Goal ::
Copy each of the records below line for line, with no changes.

>>>

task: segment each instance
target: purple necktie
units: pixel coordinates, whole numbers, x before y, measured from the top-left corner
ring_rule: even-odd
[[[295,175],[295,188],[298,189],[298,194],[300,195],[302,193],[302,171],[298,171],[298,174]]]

<<<

Right answer ::
task: segment each instance
target: purple necktie
units: pixel coordinates, whole numbers, x before y, measured from the top-left corner
ring_rule: even-odd
[[[295,175],[295,188],[298,189],[298,194],[300,195],[302,193],[302,171],[298,171],[298,174]]]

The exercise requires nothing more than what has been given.